> _ページ抜粋_:
ゆうべは東京でも初雪が降ったそうですね。
ちょうど2,3日前から、この本のことを書こうと思っていたのです。
主人公の女の子が赤いセーターを着ていたことと、お話の最初のほうで
こんな記述があったものですから、私は読みながら「あかいくつ」の
お話を思い出してしまいました。
片足、片足、両足、片足‥‥。
「おや、元気がいいねえ。」
と、店番のおばあさんがいいました。女の子は、あらい息をしながら、
とくいそうに笑いました。おかしやの前では、大きな犬が歯をむきだして
ほえました。それでも、女の子は、すすんでゆきました。石けりの輪は、
まだまだつづいていたのです。
赤い靴の魅力に抗えなかった女の子と、この本の中の少女は
設定がまるでちがいます。
この女の子は、偶然、村の一本道にろうせきで描かれた石けりの輪を
見つけ、ぴょんと飛び込んでみただけなのです。
この子が赤いセーターを着ていたのだって、偶然かもしれません。
でも、どこまでもどこまでも続いていく輪で、けんけんぱを
していく姿は、赤い靴を履いて踊り続ける少女と、私の中では
重なっていったのでした。
『初雪のふる日』
安房直子 文 こみねゆら 絵
やがて、雪が降り始め、真っ白いうさぎたちが現われます。
「もう帰ろうかな」
そう思っていた女の子は、前も後ろもうさぎたちに囲まれて
列から抜け出すことができなくなっていました。

> _課題用データ_:
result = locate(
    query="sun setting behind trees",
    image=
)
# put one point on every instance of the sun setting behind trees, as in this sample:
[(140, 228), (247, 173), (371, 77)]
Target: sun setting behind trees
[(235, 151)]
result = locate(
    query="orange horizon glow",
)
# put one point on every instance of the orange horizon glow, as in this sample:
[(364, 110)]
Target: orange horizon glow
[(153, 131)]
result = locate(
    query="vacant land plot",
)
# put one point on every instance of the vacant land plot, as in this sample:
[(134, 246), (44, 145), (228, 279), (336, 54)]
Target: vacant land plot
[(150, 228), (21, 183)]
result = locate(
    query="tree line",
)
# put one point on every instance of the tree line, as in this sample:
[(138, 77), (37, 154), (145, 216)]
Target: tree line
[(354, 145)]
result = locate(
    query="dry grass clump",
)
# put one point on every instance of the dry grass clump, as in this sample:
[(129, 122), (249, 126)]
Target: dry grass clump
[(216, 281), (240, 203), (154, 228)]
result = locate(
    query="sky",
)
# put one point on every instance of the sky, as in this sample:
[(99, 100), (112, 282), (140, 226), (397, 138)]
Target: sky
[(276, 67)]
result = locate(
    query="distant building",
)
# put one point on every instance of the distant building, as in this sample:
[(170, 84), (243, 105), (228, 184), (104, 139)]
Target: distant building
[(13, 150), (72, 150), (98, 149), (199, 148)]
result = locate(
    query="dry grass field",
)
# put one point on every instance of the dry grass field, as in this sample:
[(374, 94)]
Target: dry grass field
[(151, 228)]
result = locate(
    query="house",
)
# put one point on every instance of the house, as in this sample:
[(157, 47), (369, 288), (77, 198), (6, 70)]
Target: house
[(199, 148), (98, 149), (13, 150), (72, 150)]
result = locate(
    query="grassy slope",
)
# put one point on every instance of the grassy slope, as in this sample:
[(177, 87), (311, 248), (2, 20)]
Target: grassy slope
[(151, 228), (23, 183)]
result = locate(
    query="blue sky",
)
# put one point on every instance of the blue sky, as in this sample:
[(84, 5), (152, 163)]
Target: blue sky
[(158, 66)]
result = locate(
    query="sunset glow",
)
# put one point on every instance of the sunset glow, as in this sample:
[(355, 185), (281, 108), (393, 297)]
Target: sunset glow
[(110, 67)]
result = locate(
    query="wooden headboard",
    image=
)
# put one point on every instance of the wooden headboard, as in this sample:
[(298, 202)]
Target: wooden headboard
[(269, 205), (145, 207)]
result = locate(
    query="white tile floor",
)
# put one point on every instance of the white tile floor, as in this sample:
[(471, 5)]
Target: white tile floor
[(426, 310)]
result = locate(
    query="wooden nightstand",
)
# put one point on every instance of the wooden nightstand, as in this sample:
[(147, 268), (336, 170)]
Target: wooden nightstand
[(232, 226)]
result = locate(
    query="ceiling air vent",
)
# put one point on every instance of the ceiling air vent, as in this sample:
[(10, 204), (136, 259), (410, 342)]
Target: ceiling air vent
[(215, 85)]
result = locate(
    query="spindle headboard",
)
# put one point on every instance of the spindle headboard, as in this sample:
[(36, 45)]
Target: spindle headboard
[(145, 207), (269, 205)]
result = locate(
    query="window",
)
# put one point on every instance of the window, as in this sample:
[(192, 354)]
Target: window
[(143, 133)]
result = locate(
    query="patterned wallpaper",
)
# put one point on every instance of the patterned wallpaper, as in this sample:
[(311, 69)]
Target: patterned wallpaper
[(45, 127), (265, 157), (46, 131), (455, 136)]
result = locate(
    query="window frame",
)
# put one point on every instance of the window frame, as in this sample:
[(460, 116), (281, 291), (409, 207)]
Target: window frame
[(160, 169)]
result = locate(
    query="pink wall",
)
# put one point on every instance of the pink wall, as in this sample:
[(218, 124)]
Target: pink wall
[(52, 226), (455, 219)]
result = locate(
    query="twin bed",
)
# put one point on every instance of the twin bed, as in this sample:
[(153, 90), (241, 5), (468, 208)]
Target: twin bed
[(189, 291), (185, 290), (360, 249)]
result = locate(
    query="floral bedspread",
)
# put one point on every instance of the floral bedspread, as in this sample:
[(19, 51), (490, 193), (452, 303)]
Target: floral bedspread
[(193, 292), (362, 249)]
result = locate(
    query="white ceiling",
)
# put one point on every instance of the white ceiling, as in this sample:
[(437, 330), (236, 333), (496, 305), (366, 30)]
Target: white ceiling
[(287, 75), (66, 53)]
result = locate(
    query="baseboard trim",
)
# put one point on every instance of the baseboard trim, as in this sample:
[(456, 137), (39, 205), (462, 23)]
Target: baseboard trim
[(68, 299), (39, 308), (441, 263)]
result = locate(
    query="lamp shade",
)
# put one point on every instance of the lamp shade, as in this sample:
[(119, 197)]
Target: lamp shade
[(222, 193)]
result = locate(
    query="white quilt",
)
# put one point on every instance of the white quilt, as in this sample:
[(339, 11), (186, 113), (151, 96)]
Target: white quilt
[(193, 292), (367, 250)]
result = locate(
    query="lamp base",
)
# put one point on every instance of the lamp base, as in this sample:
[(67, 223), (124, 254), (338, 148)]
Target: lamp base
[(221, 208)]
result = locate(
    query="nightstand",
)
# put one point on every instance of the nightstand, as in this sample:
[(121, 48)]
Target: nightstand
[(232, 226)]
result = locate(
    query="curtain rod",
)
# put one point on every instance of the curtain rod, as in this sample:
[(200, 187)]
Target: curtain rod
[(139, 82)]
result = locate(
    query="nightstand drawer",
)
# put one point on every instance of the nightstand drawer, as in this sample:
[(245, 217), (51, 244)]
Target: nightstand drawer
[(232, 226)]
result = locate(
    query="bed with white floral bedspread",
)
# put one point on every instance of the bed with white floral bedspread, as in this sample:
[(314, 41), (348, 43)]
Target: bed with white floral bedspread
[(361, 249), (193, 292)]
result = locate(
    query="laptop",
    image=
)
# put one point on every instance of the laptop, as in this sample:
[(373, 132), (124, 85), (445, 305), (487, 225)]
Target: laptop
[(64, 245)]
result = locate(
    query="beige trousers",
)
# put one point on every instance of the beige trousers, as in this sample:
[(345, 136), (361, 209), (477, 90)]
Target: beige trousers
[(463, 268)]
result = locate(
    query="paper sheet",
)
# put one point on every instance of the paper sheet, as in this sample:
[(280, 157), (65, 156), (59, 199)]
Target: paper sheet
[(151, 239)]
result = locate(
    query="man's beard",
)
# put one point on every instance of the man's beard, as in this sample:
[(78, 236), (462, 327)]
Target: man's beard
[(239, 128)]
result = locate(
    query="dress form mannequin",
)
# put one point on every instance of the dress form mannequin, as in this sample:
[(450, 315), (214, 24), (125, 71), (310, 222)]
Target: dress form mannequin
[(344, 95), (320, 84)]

> _作業指示_:
1 – レコードの最初の行から「[(153, 131)]」を含む行までを、両端の行も含めてそのまま書き写してください。
2 – 絵本『初雪のふる日』を紹介する文章の続きを、最後の文のあとから書いてください。

> _想定される結果_:
1 –
result = locate(
    query="sun setting behind trees",
    image=
)
# put one point on every instance of the sun setting behind trees, as in this sample:
[(140, 228), (247, 173), (371, 77)]
Target: sun setting behind trees
[(235, 151)]
result = locate(
    query="orange horizon glow",
)
# put one point on every instance of the orange horizon glow, as in this sample:
[(364, 110)]
Target: orange horizon glow
[(153, 131)]

2 –
どこまで輪が続いているの、という女の子の問いに、うさぎが答えます。
「どこまでも、どこまでも、世界のはてまで。わたしたちみんな、
雪をふらせる雪うさぎですからね。」
ここまで読むと、「あかいくつ」のイメージは遠のいていきました。
雪をふらせているのるのは、雪うさぎ。
このフレーズがとても新鮮だったからです。
雪は無機質なもの、意志を持たずしゃべらないもの、と思っていましたから。
初雪のふった日。
雪うさぎの列にのみこまれた女の子は、このあとどうなっていくのでしょう…。
うさぎたちの邪気のなさが、かえって、こわいような気がしました。
どこまでもどこまでも、降り続ける雪の場所に住んでいたなら、
清らかな雪の白さがうらめしく思えるときもあるのかな。
そんなことも思いました。
こみねゆらさんの描く女の子。
本物の女の子より、女の子の本質を表していて、なんだかぞくっとします。
次にもし、雪の降りはじめに出会えたら、トリップできる少女ではもはやないので、
せめて雪うさぎのイメージを重ね合わせてみようと思います。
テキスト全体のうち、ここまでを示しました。